Consigna: Retoma el texto sobre la era Zapatero justo después de su última oración y continúalo.

La sociedad española, como todas las demás (corrijo: más que la mayoría de nuestro entorno), ha ido haciendo frente desde siempre a un conjunto de anomalías morbosas, muchas de ellas importantes, pero a la larga no tanto como para comprometer y poner en entredicho su marcha a través de la historia (sí, sin embargo, para que esa marcha se haya hecho a menudo con paso renqueante). En los últimos tiempos, sin embargo, en éstos que precisamente se corresponden con la era Zapatero, las anomalías morbosas que han venido a distorsionar el proyecto de vida en común que constituye nuestra nación han adquirido una gravedad especial, hasta el punto de que es posible que ese proyecto quede irreversiblemente deformado. Nuestro retroceso político, económico, moral, de cohesión social y territorial y de la calidad de nuestro papel en el concierto político mundial nos ha acabado situando al borde del colapso.
Las andanadas morbosas que a raíz de la llegada de Zapatero al poder comenzaron a emitirse sobre nuestro cuerpo social aparecieron pronto y han sido constantes a lo largo de estos casi ocho años. La primera medida del nuevo Gobierno consistió en traicionar a sus aliados al retirar unilateralmente las tropas de Irak, a donde habían ido no a hacer la guerra, sino a colaborar en la reconstrucción del país amparadas en un mandato de la ONU. De lo que se trataba, al fin y al cabo, era de anular un peligroso foco de desestabilización internacional, de una clase parecida a los que se han ido produciendo en Kosovo, Líbano o Afganistán, en donde nuestras tropas también están o han estado presentes. Nuestra desacreditada política de relaciones internacionales pasó desde entonces a estar sesgada a favor de regímenes tan poco recomendables como la Venezuela de Hugo Chavez, la Bolivia de Evo Morales, el Marruecos de Mohamed VI y la Cuba de los Castro. El esperpento de la Alianza de Civilizaciones, sólo apto para mentes adolescentes, y en el que vienen a equipararse civilizaciones y modos de hacer política democráticos e ilustrados con otros que Occidente dejó atrás al superar la Edad Media, fue otra extravagante aportación de la política exterior zapateril.
La siguiente perentoria medida de Zapatero y su gobierno fue la supresión del Plan Hidrológico Nacional, que iba a financiarse con fondos de la Unión Europea. Podemos inferir lo que esto supuso de un solo dato: según afirman los expertos del Instituto de Estudios Económicos de Alicante (INECA) que, dirigidos por el profesor Joaquín Melgarejo, han elaborado el informe “Análisis económico del trasvase del Ebro, como instrumento generador de empleo duradero y sostenible”, el trasvase del Ebro hacia las regiones valenciana, murciana y andaluza hubiera asegurado la creación de 514.135 puestos de trabajo, de los cuales, el 83,4 % habrían sido estables.

Datos proporcionados:
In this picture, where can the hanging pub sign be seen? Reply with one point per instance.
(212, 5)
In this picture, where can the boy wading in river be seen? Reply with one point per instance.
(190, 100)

Resultado del ejercicio:
Lo más nefasto de la política de Zapatero arranca de aquella nefanda opinión suya, que expuso también tempranamente, según la cual “la nación (española) es un concepto discutido y discutible”. De esa forma de pensar nació el nuevo Estatuto de Cataluña, que convierte de hecho a esta región en independiente, rompiendo la igualdad jurídica entre los españoles y, entre otras muchas cosas, el mercado único y la eventual movilidad de los trabajadores españoles hacia aquella región.
También es preciso resaltar cómo algunas de las ensoñaciones que han sustentado la política de Zapatero han conseguido reabrir en buena medida las heridas de la Guerra Civil, al volver a dividir a los españoles –según un criterio que él inauguró al denominarse “rojo” a sí mismo–, entre rojos por un lado y fachas (todos los demás) por el otro. El trabajo de generaciones de españoles tratando de superar los odios que desató aquella tragedia ha quedado así en gran parte desbaratado.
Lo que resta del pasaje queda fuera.